- Exercise aim
Reproduce only the entries starting at the line containing "Tag each instance of the bare" and ending at the line containing "<point>465,243</point>", requests included. Scale every point coordinate in the answers by 0.3 and round to whole numbers, halves up, leaving the requests and their format samples unchanged.

- Input data
┄┄┄┄┄┄┄┄┄┄
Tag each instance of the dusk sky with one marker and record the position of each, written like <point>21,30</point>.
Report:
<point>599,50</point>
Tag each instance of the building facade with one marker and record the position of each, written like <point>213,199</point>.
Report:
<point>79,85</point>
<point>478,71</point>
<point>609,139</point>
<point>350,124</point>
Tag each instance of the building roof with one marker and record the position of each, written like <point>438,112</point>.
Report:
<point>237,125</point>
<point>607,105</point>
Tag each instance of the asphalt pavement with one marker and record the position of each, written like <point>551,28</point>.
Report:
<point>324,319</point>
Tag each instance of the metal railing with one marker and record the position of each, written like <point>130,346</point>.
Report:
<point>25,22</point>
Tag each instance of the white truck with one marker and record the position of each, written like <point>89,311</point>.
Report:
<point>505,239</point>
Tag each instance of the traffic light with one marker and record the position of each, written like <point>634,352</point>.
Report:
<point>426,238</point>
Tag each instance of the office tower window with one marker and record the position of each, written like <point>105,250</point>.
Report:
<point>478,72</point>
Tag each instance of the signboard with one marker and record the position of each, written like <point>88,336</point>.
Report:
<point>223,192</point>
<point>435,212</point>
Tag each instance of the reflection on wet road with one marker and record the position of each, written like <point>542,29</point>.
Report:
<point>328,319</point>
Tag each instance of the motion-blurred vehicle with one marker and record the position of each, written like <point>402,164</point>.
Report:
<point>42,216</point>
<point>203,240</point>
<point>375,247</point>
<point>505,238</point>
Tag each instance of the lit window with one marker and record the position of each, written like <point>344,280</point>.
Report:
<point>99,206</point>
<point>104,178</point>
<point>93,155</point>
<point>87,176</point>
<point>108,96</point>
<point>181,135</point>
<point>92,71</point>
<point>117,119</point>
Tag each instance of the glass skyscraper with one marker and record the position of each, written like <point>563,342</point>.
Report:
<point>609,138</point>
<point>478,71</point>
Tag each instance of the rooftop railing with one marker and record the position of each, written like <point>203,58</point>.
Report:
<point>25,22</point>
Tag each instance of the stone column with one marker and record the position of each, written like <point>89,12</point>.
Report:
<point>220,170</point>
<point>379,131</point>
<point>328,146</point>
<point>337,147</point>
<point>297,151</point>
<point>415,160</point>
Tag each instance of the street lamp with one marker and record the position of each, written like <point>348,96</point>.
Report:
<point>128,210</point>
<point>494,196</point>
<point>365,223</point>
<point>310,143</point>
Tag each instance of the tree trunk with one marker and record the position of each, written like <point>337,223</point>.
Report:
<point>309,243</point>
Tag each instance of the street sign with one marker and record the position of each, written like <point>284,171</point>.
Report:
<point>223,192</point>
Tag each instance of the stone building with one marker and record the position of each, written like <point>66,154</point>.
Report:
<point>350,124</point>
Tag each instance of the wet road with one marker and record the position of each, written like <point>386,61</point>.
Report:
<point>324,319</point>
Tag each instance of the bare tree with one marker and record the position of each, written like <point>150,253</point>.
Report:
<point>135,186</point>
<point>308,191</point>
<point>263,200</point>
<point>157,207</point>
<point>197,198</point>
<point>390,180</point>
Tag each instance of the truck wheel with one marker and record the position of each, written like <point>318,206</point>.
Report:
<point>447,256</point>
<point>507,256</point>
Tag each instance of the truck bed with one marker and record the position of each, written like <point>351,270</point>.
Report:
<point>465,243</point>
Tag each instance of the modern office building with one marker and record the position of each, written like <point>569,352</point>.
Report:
┄┄┄┄┄┄┄┄┄┄
- Result of this exercise
Tag each instance of the bare tree with one marker and record the position of each, written like <point>150,253</point>.
Report:
<point>41,56</point>
<point>92,57</point>
<point>79,60</point>
<point>47,62</point>
<point>59,59</point>
<point>117,54</point>
Tag each instance of the truck wheel with one marker and record the position of each, written like <point>318,206</point>.
Report:
<point>134,77</point>
<point>152,77</point>
Tag each instance of the truck bed with one marker and record the position of each, written like <point>351,270</point>.
Report:
<point>140,73</point>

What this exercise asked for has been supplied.